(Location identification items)
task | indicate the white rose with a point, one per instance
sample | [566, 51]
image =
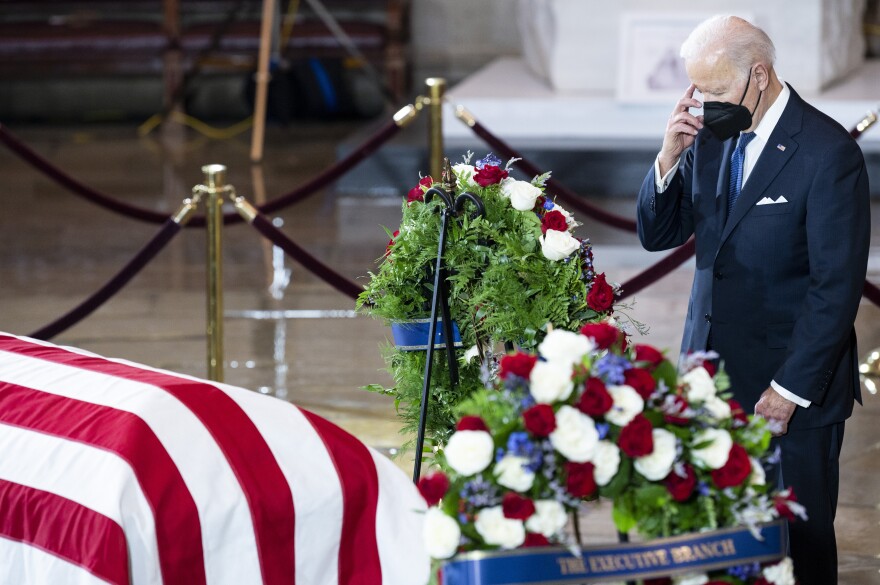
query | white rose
[627, 404]
[522, 194]
[569, 218]
[441, 534]
[465, 174]
[700, 385]
[758, 476]
[565, 346]
[575, 435]
[496, 529]
[691, 579]
[718, 408]
[606, 460]
[469, 452]
[714, 455]
[781, 573]
[556, 245]
[549, 518]
[550, 382]
[512, 473]
[658, 463]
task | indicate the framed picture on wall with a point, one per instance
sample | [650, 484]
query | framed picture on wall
[650, 70]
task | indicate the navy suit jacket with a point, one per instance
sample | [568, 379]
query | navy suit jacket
[777, 286]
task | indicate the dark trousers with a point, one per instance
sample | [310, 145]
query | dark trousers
[810, 466]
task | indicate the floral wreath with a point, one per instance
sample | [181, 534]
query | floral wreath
[511, 271]
[592, 417]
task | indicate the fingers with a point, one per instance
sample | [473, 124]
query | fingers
[687, 101]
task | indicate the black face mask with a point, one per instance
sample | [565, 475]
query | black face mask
[726, 120]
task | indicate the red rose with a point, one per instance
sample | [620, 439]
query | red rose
[517, 364]
[736, 411]
[534, 539]
[417, 193]
[540, 420]
[471, 423]
[516, 507]
[679, 406]
[636, 438]
[641, 381]
[601, 295]
[595, 401]
[602, 334]
[681, 488]
[391, 242]
[780, 502]
[553, 220]
[646, 353]
[579, 479]
[489, 175]
[433, 487]
[735, 471]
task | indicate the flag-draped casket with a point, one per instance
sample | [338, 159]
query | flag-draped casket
[114, 472]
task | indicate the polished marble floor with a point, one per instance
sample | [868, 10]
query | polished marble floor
[286, 332]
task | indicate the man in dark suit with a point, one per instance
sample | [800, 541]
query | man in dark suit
[776, 195]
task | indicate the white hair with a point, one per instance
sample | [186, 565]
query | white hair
[736, 39]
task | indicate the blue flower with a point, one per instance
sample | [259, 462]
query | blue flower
[745, 572]
[490, 159]
[610, 368]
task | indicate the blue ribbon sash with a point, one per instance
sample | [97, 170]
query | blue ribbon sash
[700, 552]
[412, 335]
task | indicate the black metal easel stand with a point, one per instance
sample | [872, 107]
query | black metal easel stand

▶ **YOUR TASK**
Rewrite the rows from the line containing "task | indicate the man" through the end of the rows, swapping "blue ribbon sash" for "blue satin sash" and leaving everything else unchanged.

▶ **ANSWER**
task | indicate the man in dark suit with a point, one per instance
sample | [800, 541]
query | man in dark suit
[776, 195]
task | indicate the white hair with a point, one per instance
sample | [186, 565]
query | white hair
[736, 39]
task | indicate the blue flower with a point, one per instance
sample | [259, 462]
query | blue flower
[745, 572]
[490, 159]
[610, 368]
task | indicate the blue satin sash with a point, one per instance
sample | [97, 170]
query | blue satin sash
[700, 552]
[412, 335]
task | indicate the black metal easel stand with a point, one per instance
sample | [872, 107]
query | black metal easel stand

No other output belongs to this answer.